### TRY IT
From the first line to the last, repeat the records exactly and skip the pictures.

(Stored records)
-------

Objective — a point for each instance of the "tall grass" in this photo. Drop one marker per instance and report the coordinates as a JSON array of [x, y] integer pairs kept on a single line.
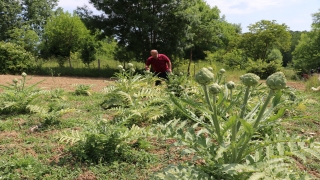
[[98, 68], [313, 81]]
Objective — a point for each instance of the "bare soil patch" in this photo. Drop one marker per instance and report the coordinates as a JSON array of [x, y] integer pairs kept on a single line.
[[66, 83]]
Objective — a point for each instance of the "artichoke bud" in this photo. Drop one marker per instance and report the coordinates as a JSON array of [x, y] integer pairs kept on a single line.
[[230, 85], [250, 79], [130, 65], [204, 76], [15, 80], [214, 89], [24, 74], [276, 81], [222, 71], [120, 67]]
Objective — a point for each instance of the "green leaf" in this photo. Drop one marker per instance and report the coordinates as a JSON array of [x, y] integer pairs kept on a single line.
[[276, 99], [257, 176], [231, 121], [277, 116], [247, 127]]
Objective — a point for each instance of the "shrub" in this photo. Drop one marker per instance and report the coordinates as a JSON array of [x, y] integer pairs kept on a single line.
[[14, 59], [262, 68]]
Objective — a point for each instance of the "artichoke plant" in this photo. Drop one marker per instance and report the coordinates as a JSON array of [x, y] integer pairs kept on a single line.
[[204, 77]]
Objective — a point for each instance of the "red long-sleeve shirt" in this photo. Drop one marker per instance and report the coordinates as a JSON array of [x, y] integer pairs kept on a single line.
[[160, 64]]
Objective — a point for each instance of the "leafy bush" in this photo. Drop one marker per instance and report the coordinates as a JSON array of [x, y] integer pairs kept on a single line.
[[108, 143], [82, 89], [263, 69], [15, 59], [234, 137], [17, 96], [313, 81]]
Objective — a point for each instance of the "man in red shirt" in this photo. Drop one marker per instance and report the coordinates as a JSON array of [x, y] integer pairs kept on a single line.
[[160, 63]]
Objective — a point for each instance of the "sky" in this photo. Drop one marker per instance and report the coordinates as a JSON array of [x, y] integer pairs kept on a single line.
[[296, 14]]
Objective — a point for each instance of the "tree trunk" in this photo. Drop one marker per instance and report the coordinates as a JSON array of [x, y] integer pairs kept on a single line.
[[188, 73], [70, 65]]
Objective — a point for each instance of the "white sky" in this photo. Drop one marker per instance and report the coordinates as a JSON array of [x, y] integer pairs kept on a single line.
[[294, 13]]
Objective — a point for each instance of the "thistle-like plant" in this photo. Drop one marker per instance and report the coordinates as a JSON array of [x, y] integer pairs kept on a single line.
[[106, 143], [82, 89], [17, 96], [224, 142]]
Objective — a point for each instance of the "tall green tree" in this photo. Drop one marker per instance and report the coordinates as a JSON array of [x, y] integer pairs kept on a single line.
[[9, 19], [142, 25], [263, 37], [287, 55], [306, 55], [26, 38], [36, 13], [63, 34]]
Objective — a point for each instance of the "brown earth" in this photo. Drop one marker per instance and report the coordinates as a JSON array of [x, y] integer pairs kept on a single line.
[[68, 83]]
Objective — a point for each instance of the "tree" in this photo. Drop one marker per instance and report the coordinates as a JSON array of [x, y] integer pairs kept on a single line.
[[63, 33], [287, 55], [14, 59], [9, 19], [26, 38], [306, 55], [36, 13], [89, 50], [142, 25], [263, 37]]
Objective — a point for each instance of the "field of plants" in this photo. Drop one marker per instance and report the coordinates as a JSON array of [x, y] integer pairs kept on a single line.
[[206, 126]]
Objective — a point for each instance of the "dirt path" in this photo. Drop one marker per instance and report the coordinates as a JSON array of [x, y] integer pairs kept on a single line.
[[66, 83]]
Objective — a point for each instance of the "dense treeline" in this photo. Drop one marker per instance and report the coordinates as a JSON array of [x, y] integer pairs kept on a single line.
[[185, 30]]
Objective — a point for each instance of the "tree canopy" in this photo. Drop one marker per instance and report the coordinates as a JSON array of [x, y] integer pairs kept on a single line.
[[64, 33]]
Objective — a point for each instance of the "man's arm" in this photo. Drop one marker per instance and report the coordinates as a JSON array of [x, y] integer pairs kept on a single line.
[[169, 66], [147, 64]]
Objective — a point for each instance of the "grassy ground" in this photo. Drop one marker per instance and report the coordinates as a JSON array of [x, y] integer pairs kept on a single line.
[[30, 149]]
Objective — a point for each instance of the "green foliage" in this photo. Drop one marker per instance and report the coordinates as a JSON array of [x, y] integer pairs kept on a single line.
[[223, 139], [9, 10], [177, 83], [312, 82], [49, 116], [306, 54], [16, 97], [15, 59], [26, 38], [134, 100], [108, 143], [89, 50], [63, 34], [262, 68], [82, 89], [263, 37]]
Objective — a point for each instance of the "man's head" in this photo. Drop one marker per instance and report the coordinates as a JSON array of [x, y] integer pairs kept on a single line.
[[154, 53]]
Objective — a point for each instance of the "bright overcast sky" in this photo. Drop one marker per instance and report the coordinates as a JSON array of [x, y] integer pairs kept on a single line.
[[294, 13]]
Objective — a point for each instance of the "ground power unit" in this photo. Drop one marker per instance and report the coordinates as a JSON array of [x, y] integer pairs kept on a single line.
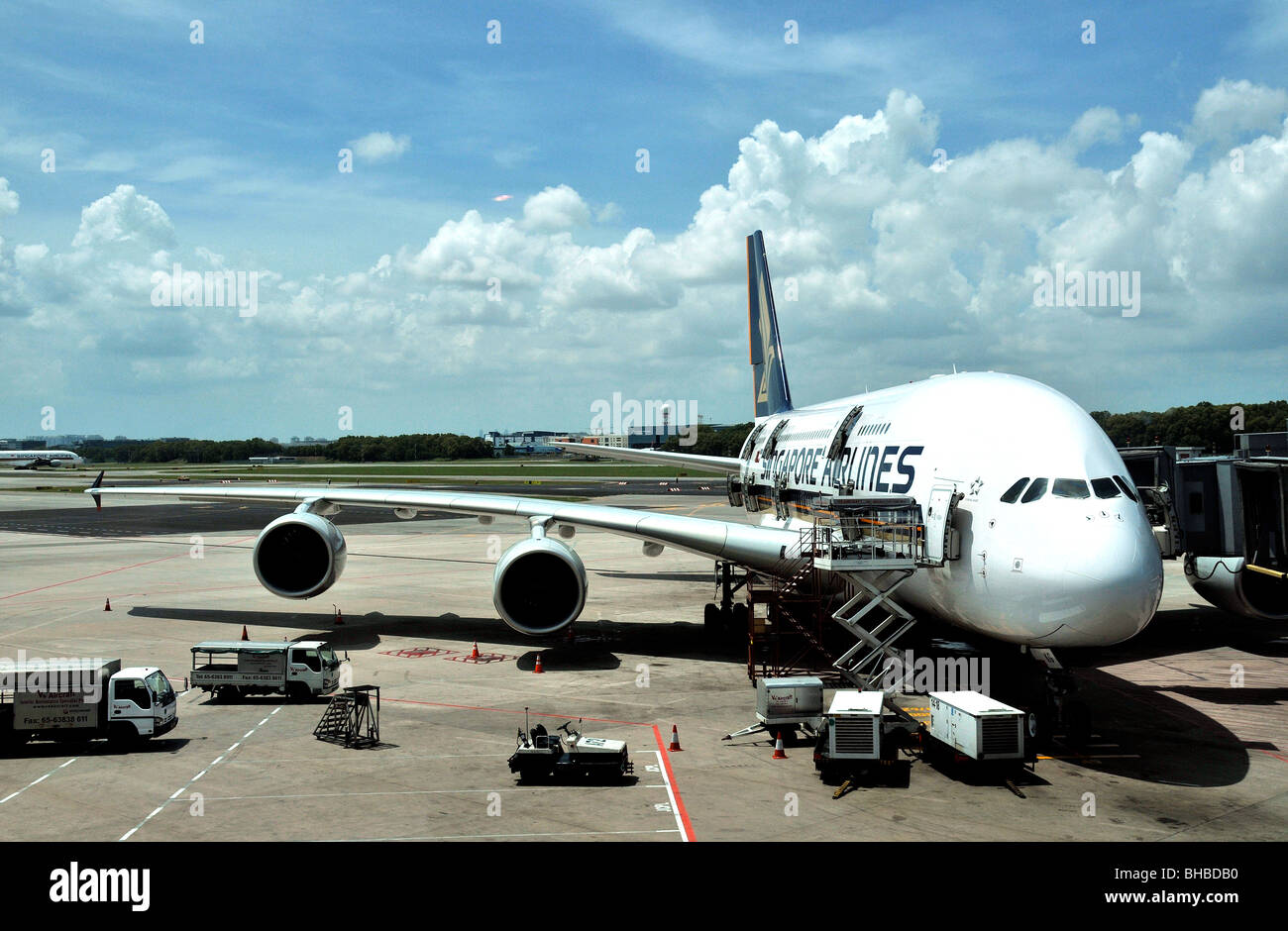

-------

### FINAL ANSWER
Objective — a point for each instance of the "tall grass" in this photo. Drop one marker per instance and report the coordinates as a JSON array of [x, y] integer pairs kept on a single line.
[[98, 68], [313, 81]]
Objective — a point for each instance of the "bare soil patch" in this photo. Drop one marker per instance and report the coordinates as a JSON array of [x, y] integer pairs kept on a single line.
[[66, 83]]
Objective — a point for each instance of the "artichoke bud" in this photo. Drop one marker per instance and report the coordinates as a JSON array of [x, y] integer pairs kept on a single line.
[[230, 85], [250, 79], [130, 65], [204, 76], [15, 80], [214, 89], [24, 74], [276, 81], [222, 71], [120, 67]]
Objective — a point for each instance of the "green leaf" in this photo. Drop one marker per instance and report the coordinates as a JSON array of [x, y] integer pairs kept on a single line.
[[276, 99], [257, 176], [231, 121], [277, 116], [247, 127]]
Objective — a point for each instance of the "shrub" in this photo. Drop one marker per instance and report the coordinates as a JSON array of [x, y] integer pairs kept on a single line.
[[14, 59], [262, 68]]
Objective — a point for each instance of the "artichoke plant" in this photo. Drop one marker per instance and report the coordinates as a JSON array of [x, y] integer pairs kept on a single line.
[[204, 77]]
Objective — a point for each instance of the "red long-sleeve shirt" in this photo. Drop one marker per instance and report the coordinates as a JSON array of [x, y] integer pairs kept on a single line.
[[160, 64]]
Objective — a point for each instance of the "leafy bush" in this photo. Drop one marker per instance and report the coordinates as a JSON array of [x, y] integer pairs kept on a single line.
[[108, 143], [82, 89], [263, 69], [15, 59], [234, 137], [17, 96], [313, 81]]
Objective — a point for each instance of the "man in red shirt" in this photo. Drop one marker per instance and report the coordinates as a JSON array of [x, y] integer pairs kept on a single line.
[[160, 63]]
Objective — a point for each instance of the "sky" in this photo. Drop one marker per instance and report the coordinates as a JSON array of [x, y] integer pairs kept on a single line.
[[296, 14]]
Objective — a point for each instance of the "tree trunk" in this photo. Drop one marker per instance and report the coordinates as a JSON array of [x, y] integer pairs kept on a single line.
[[188, 73], [70, 65]]
Objective — a point for each instance of the "white sky" in this photo. Drop one marker per instance and report the coordinates as a JSON array of [x, y] integer pairs kept on a single line.
[[294, 13]]
Objective — a point for each instance of the "thistle-like plant" in this photo. Drop one marker per instance and report the coordinates as a JSON array of [x, y] integer pairs kept on a single line.
[[106, 143], [82, 89], [17, 96], [224, 142]]
Objective — a point for each instance of the "tall green tree" in this photo. Drop one marker per instance and report the coordinates as a JSON array of [x, y] integer pairs kept on a single line.
[[9, 19], [142, 25], [263, 37], [287, 55], [306, 55], [26, 38], [36, 13], [63, 34]]
Objective — a point for each instance of the "brown earth" in this photo. Drop one marker per instance and report the coordinates as a JSON array of [x, y] integer pairs kept on a single line.
[[68, 83]]
Objective — a point for each instance of the "tree" in this photo. Drop one marker per instance and report the coordinates as a JSON array of [x, y] integer pairs kept on a single line.
[[63, 33], [287, 55], [14, 59], [9, 19], [26, 38], [306, 55], [36, 13], [89, 50], [142, 25], [263, 37]]
Objective — a point for each instance of the "field of plants" in this photo. Drop one marker per instance and report the coordinates as a JSON array of [x, y] integer pairs kept on a single line.
[[206, 126]]
Objective — a point for each instance of the "dirt path" in this photo. Drop one marker per instance and report the coordinates as a JSON array of [x, y] integer pairs kept on a single line.
[[66, 83]]
Objective — a point for each instance of the "dense treeline" in this photo. Drop one marker per instance and report the coordinates as a JSON array of [x, y] integer pairs kept on a single line.
[[185, 30]]
Objective — a point for each instance of the "tree canopy" in this photo. Drop one marker per instance and report the coordinates as a JSON array of [x, y] integer pairs kept on a single line.
[[64, 33]]
Objective — a point for each instance of the "man's arm" in this photo. Drop one marker per instance and report the coordinates as a JSON array of [x, y] integer pairs kept on a single line.
[[169, 66], [147, 64]]
Objective — a point for each instance of the "grassy ground" in this photo. Drop one marker per instance and report the coordinates as a JSON array of [x, y] integer pairs kept on a single line.
[[30, 149]]
Objective — a point for each instance of the "green foliage" in this photo. Drop one marker per instance and report the coordinates as a JSON array of [x, y] integer pairs kept on a single line.
[[223, 139], [9, 10], [177, 83], [312, 82], [49, 116], [306, 54], [16, 97], [15, 59], [26, 38], [134, 100], [108, 143], [89, 50], [63, 34], [262, 68], [82, 89], [263, 37]]
Objective — a point for each instance of the "man's head" in this photo. Drop one marker per instance and report the coordinates as a JSON array of [x, y] integer pairs kept on a single line.
[[154, 53]]
Objective — a point for each instance of the "bright overcast sky" in this photo. Drop one marker per instance and report the coordinates as a JSON array of [x, y] integer pairs kept on a single line.
[[294, 13]]
Objective — a point for each instance of the "ground power unit" in this photo. Drop one marker per instance and report the coordinates as a JSON array of [x, y] integer pairs kept on a single line.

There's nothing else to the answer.